• Given problem 1: Count the lines in the records below that contain the string "plant", and reply with the number only.

• Article:
************
The Riemann hypothesis is that all nontrivial zeros of the analytical continuation of the Riemann zeta function have a real part of 1/2. A proof or disproof of this would have far-reaching implications in number theory, especially for the distribution of prime numbers. This was Hilbert’s eighth problem, and is still considered an important open problem a century later. It has withstood every attempt to prove it, and some mathematicians believe it may be false, or possible unprovable, as an exemplar of Gödel’s incompleteness theorems – which are paralleled in computer science by Turing’s proof of the undecidability of the halting problem:

In 1928, German mathematician David Hilbert had called attention to the Entscheidungsproblem (decision problem). In his momentous paper “On Computable Numbers, with an Application to the Entscheidungsproblem” (submitted on 28 May 1936 and delivered 12 November), Turing reformulated Kurt Gödel‘s 1931 results on the limits of proof and computation, replacing Gödel’s universal arithmetic-based formal language with the formal and simple hypothetical devices that became known as Turing machines. He proved that some such machine would be capable of performing any conceivable mathematical computation if it were representable as an algorithm. He went on to prove that there was no solution to the Entscheidungsproblem by first showing that the halting problem for Turing machines is undecidable: in general, it is not possible to decide algorithmically, whether a given Turing machine will ever halt. (wikipedia)

Computer calculations have shown that the first 10 trillion zeros do indeed lie on that line. Given that much experimental evidence any scientist would say this is a law, not a hypothesis! However, mathematicians must have a proof, because that would then explain why those zeros are there – and because, while it may seem extremely extremely unlikely the hypothesis is wrong – it cannot just be assumed true, since there are already examples of mathematical formulae that are true up to mind-boggling numbers, and then become false.

Turing’s work on ‘ordinal logics‘ was completed in 1938 and successfully submitted as a Ph.D. thesis. While working on his Ph.D. thesis, Turing was interested in some other subjects as well, such as analytic number theory, and in particular the Riemann Hypothesis, and more precisely the aspect of it that concerns the distribution of prime numbers.

“Turing had ideas for the design of an “analogue” machine for calculating the zeros of the Riemann zeta-function, similar to the one used in Liverpool for calculating the tides.” (Herken, The Universal Turing Machine: A Half-Century Survey, p. 110).

In 1939 Alan Turing applied to the Royal Society for a grant of £40 for the engineering of a special machine to calculate approximate values for the Riemann zeta-function on its critical line. He wrote in it:

“Apparatus would be of little permanent value. It could be added to for the purpose of carrying out similar calculations for a wider range of t* and might be used for some other investigations connected with the zeta-function. I cannot think of any applications that would not be connected with the zeta-function.”

The calculation required summation of a trigonometrical series, and Turing knew of the Liverpool tide predicting machine which performed the summation of a somewhat similar series. Turing was assisted by Donald McPhail, a Canadian student engineer then at King’s College. They prepared a blueprint which can be seen in the Turing Digital archive. So he started construction of a precision-machined gear-driven mechanical calculator – in the spirit of Charles Babbage – which would have helped to make progress in verifying the Riemann Hypothesis. It was to be a very special-purpose device for adding up 30 sine components in the various ratios needed to perform calculations using the Riemann-Siegel theta function. These sines would be generated by a system of 30 meshing gear wheels, 30 weights being attached to the wheels at some distance from their centres, creating moments (turning forces) to be balanced by a single counterweight representing their summation.
************
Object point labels
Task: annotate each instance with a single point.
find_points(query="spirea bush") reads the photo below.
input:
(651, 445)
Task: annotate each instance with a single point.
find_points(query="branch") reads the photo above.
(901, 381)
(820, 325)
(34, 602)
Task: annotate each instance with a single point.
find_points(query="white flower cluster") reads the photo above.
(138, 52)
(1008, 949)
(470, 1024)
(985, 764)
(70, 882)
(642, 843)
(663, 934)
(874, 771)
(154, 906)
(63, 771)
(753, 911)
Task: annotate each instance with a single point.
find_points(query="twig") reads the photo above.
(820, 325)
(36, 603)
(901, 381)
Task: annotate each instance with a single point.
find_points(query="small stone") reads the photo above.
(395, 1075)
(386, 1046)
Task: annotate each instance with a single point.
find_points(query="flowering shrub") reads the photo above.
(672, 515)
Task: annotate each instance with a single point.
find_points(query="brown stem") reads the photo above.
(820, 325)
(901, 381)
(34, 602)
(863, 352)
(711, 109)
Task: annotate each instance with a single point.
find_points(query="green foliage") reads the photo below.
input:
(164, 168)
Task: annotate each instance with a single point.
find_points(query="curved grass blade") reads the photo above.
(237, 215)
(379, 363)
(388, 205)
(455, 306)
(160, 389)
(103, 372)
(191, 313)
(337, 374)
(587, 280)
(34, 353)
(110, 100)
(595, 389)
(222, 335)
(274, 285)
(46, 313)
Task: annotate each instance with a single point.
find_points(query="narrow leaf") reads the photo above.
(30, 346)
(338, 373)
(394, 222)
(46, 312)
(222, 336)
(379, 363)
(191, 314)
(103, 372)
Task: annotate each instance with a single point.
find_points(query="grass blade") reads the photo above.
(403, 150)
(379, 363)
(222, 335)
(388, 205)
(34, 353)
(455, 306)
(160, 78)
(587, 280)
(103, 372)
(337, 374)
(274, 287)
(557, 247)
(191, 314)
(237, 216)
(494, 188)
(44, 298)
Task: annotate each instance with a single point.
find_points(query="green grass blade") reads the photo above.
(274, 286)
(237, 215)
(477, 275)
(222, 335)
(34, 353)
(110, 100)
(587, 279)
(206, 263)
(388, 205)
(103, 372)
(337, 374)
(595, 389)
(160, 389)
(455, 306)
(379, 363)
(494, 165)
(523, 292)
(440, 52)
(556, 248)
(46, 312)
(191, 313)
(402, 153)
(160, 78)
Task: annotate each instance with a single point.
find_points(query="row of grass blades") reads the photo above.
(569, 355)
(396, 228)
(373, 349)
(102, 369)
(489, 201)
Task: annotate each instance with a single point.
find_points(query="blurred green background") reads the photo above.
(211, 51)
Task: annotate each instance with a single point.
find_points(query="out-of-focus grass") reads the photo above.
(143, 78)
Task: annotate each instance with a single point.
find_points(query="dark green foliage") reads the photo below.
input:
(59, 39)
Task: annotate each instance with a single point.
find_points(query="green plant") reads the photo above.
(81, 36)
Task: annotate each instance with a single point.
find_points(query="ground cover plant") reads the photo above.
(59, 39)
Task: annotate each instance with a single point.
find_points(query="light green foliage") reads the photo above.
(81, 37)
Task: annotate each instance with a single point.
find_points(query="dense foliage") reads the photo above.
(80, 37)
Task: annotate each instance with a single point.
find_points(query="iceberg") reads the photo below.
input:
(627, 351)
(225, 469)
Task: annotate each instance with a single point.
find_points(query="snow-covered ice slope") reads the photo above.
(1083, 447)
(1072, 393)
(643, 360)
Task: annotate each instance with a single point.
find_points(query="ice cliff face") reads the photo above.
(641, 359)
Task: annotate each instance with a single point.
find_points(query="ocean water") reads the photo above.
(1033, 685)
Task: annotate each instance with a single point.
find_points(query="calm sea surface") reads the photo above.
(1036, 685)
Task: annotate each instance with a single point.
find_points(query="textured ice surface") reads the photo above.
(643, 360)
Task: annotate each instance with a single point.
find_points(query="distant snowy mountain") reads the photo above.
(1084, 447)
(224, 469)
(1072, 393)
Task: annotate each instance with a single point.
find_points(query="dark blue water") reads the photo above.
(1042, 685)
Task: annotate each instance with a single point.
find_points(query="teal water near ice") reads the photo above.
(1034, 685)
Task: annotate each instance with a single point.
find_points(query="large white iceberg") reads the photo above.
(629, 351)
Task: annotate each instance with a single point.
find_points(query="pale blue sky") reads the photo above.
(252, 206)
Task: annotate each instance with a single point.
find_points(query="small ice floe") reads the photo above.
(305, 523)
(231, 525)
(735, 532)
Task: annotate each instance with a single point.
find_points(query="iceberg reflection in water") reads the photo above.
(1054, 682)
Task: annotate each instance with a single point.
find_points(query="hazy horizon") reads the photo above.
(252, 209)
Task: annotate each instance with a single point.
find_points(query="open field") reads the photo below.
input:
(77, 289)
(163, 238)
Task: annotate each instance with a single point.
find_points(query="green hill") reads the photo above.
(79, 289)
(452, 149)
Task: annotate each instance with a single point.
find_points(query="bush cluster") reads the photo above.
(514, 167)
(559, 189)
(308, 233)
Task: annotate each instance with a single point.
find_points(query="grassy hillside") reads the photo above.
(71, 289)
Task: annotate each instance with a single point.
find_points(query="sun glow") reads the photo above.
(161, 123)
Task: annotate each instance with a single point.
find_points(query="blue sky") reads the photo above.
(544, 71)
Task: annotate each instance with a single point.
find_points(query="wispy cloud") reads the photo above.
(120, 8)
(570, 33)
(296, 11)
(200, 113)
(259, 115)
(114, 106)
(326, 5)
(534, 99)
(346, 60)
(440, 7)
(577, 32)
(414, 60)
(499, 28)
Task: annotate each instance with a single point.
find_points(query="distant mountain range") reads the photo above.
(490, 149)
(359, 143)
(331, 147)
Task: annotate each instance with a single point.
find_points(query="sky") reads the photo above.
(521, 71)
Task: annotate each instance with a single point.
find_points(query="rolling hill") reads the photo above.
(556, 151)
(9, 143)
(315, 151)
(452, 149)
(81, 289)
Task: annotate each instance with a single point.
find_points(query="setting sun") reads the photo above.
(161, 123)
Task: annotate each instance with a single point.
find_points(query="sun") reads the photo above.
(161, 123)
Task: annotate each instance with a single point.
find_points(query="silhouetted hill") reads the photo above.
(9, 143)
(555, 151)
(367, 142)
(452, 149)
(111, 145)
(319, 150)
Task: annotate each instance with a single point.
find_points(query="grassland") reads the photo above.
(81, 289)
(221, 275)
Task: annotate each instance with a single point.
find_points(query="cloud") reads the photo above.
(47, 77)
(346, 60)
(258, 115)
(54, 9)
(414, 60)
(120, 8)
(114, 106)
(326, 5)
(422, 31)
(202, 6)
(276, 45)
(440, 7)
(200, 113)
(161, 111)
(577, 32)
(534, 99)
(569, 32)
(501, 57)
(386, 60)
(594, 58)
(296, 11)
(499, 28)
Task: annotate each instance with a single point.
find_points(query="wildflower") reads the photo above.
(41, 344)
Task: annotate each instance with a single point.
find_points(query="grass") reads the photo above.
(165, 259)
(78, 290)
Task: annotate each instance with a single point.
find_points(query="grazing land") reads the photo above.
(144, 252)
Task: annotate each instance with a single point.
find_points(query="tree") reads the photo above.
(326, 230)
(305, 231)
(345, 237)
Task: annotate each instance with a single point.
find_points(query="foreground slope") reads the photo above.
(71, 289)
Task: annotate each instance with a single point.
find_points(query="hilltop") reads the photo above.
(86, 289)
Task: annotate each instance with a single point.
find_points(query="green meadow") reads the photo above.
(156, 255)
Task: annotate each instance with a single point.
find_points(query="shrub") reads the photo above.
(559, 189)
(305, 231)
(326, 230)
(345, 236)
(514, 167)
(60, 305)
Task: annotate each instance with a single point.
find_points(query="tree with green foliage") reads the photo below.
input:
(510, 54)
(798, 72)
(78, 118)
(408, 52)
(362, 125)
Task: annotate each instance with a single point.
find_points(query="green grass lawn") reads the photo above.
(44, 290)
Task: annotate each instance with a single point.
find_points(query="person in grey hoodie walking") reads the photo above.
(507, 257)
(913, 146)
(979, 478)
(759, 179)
************
• Given problem 2: Reproduce word for word everything in the Riemann hypothesis passage above from "Turing’s work on" down to "concerns the distribution of prime numbers.".

• Output 1: 2

• Output 2:
Turing’s work on ‘ordinal logics‘ was completed in 1938 and successfully submitted as a Ph.D. thesis. While working on his Ph.D. thesis, Turing was interested in some other subjects as well, such as analytic number theory, and in particular the Riemann Hypothesis, and more precisely the aspect of it that concerns the distribution of prime numbers.